>> START Data to use
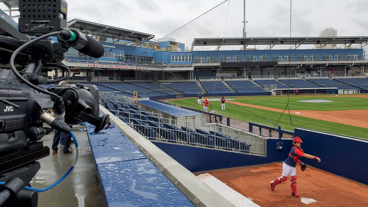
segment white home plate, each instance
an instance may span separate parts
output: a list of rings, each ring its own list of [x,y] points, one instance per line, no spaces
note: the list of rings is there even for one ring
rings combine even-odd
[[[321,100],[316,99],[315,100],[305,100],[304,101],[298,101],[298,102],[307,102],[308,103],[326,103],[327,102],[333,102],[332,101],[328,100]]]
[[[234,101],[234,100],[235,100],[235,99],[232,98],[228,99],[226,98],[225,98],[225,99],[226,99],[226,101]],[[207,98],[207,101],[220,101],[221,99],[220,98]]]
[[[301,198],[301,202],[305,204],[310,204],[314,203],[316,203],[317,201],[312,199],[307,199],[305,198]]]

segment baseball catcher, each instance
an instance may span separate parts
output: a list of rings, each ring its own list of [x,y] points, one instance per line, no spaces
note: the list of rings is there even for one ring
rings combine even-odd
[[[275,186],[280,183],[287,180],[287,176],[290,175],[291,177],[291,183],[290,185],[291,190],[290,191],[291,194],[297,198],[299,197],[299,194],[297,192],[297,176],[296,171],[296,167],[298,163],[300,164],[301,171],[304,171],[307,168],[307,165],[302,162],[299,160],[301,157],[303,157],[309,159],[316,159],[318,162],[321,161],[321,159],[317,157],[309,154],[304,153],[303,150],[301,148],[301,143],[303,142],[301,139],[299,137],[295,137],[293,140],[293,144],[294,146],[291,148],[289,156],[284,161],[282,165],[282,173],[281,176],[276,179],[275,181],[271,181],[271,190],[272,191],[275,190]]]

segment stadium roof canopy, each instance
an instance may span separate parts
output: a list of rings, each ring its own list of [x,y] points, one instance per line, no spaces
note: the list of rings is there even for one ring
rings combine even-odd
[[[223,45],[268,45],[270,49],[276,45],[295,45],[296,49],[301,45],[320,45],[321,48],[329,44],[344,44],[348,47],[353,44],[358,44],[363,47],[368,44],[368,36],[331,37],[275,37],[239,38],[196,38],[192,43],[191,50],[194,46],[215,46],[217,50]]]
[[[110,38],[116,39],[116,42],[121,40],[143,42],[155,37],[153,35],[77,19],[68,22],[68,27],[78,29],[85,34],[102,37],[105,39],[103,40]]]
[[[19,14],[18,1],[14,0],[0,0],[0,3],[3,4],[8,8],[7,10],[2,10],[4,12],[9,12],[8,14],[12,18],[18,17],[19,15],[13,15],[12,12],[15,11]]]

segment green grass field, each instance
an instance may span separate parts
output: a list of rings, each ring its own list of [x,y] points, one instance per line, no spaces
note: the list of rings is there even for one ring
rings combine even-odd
>> END Data to use
>> START Data to use
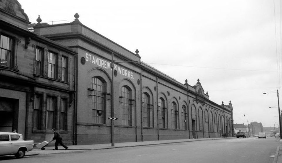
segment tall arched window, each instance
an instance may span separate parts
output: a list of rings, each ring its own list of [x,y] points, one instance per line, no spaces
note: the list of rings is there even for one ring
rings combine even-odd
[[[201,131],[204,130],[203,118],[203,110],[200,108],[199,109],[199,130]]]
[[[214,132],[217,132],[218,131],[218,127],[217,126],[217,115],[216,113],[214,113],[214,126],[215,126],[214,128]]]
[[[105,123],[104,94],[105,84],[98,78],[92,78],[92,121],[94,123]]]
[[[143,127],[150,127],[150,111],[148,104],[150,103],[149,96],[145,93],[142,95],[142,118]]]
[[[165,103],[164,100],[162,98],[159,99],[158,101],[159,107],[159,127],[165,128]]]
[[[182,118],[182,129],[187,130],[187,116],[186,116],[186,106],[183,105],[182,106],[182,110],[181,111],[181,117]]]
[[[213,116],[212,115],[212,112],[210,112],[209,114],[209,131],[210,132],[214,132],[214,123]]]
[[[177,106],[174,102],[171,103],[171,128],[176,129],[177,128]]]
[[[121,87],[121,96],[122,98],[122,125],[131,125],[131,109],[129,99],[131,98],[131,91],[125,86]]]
>> END Data to use
>> START Data to use
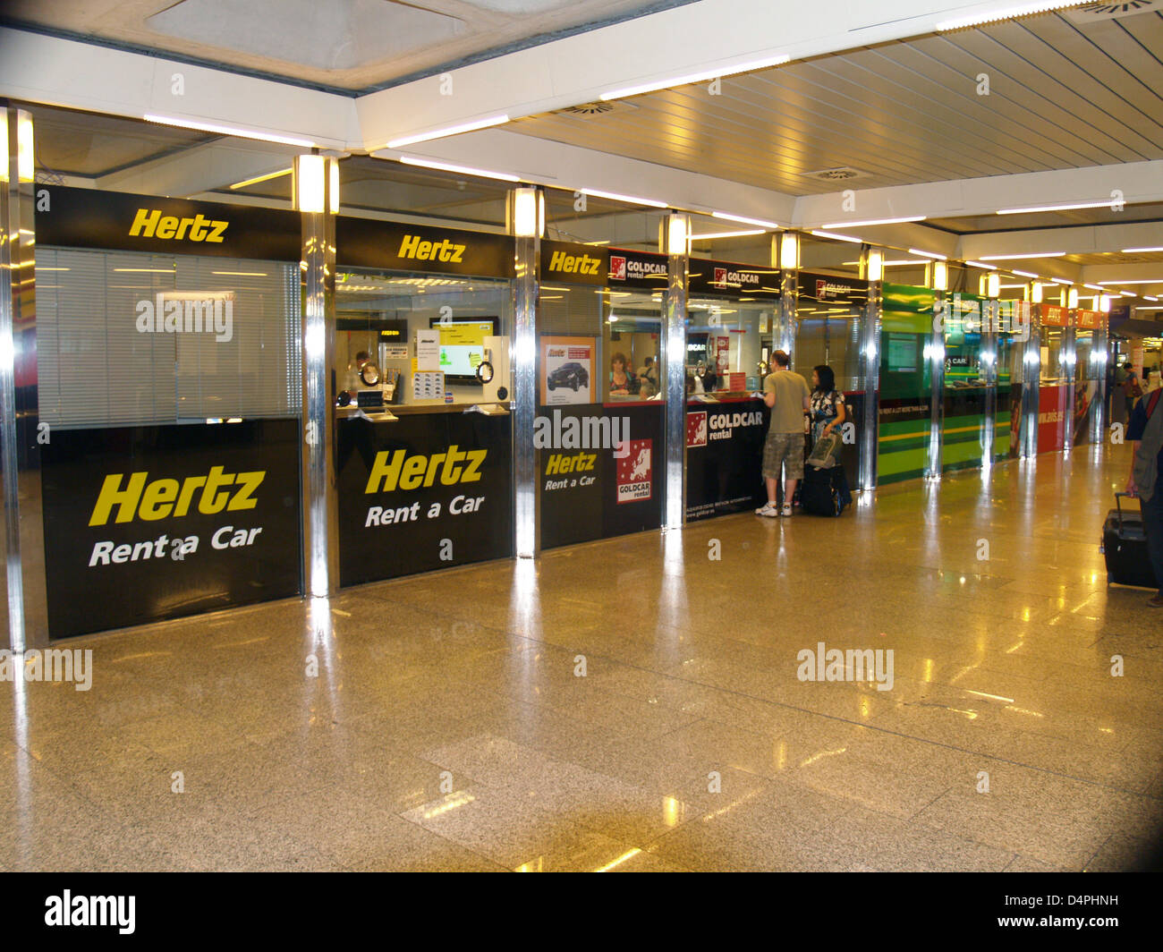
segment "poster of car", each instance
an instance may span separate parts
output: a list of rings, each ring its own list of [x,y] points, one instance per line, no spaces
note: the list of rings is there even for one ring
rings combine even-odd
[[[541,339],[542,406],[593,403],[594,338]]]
>> END Data to use
# Exercise brief
Report how many lines of the records contain the string "segment", matching case exactly. Give only the number.

# Task result
6